- EXERCISE INSTRUCTIONS -
Continue the passage about the WPPA waiving its right to bargain over the transfer of attendance clerk work, picking up after its final sentence.

- READING TEXT -
□ □ □
No request to bargain - At no time did the WPPA request to bargain with the employer about any aspect of the layoff or the transfer of bargaining unit work. The WPPA argues that when the parties met in August and negotiated the extension of their collective bargaining agreement, the employer failed to make any proposals relating to its plan to transfer some of the attendance clerk duties to the secretaries. At that point, however, the employer had already put the WPPA on notice of its plan to transfer some of the work. Having placed the WPPA on notice, the employer had no obligation to make proposals absent the WPPA's request for bargaining on that issue.

In response to a question at the hearing about what she did after she learned that secretaries were going to be performing job duties that had previously been performed by attendance clerks, Therriault testified:

Well, at that time I was just concerned about my attendance clerks, because being only two left, and knowing how much work an attendance clerk does, I just said, 'Well, let's see how this works.' At that time I was not concerned with what the secretaries were going to do.

The evidence clearly demonstrated that the WPPA waived its right to bargain the transfer of bargaining unit work to the secretaries.
□ □ □
- DATASET EXCERPT -

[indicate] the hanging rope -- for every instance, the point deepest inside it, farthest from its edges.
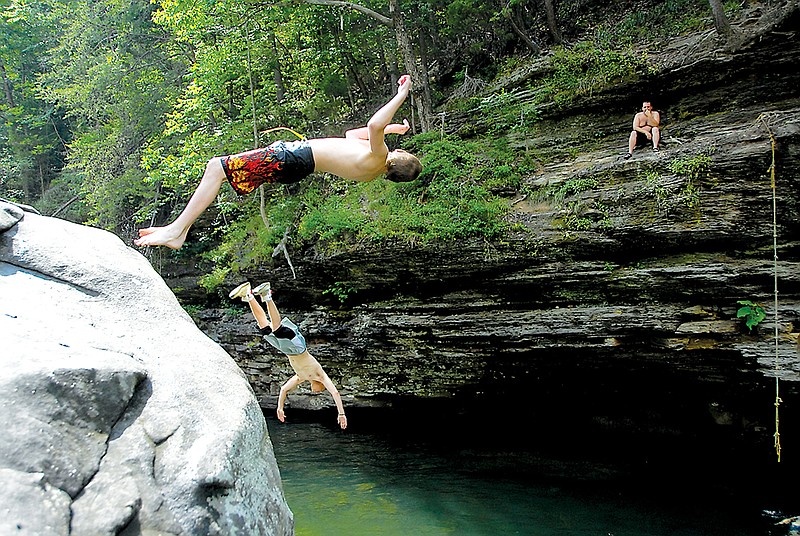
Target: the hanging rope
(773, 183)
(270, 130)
□ □ □
- RESULT BELOW -
Conclusion

The employer provided the WPPA with adequate prior notice of its intent to transfer bargaining unit work to the secretaries. Because the WPPA did not request bargaining, it waived by inaction its bargaining rights. The employer did not commit a refusal to bargain unfair labor practice violation.

ISSUE 2 – UNILATERAL CHANGE IN SECRETARY WORKING CONDITIONS

Obligation to Bargain

The WAEOP asserts that the employer unilaterally changed working conditions when it assigned the secretaries duties that had been previously performed by the attendance clerks. The employer argues that it was exercising its management right to assign additional attendance-related duties to employees who were already performing attendance-related tasks.

To establish an unlawful unilateral change, the union bears the burden of proving that the employer's decision to assign attendance clerk duties to the secretaries was a mandatory subject of bargaining. In the alternative, if the decision was a permissive subject, the employer still had a duty to bargain the effects of its decision on the wages, hours or working conditions of the secretaries.

The assignment of additional job duties may be a mandatory or permissive topic depending upon the facts of the particular case. As a result, I apply the balancing test described above under "Applicable Legal Standards" to determine whether the assignment of additional job duties in this case is a mandatory or permissive subject of bargaining.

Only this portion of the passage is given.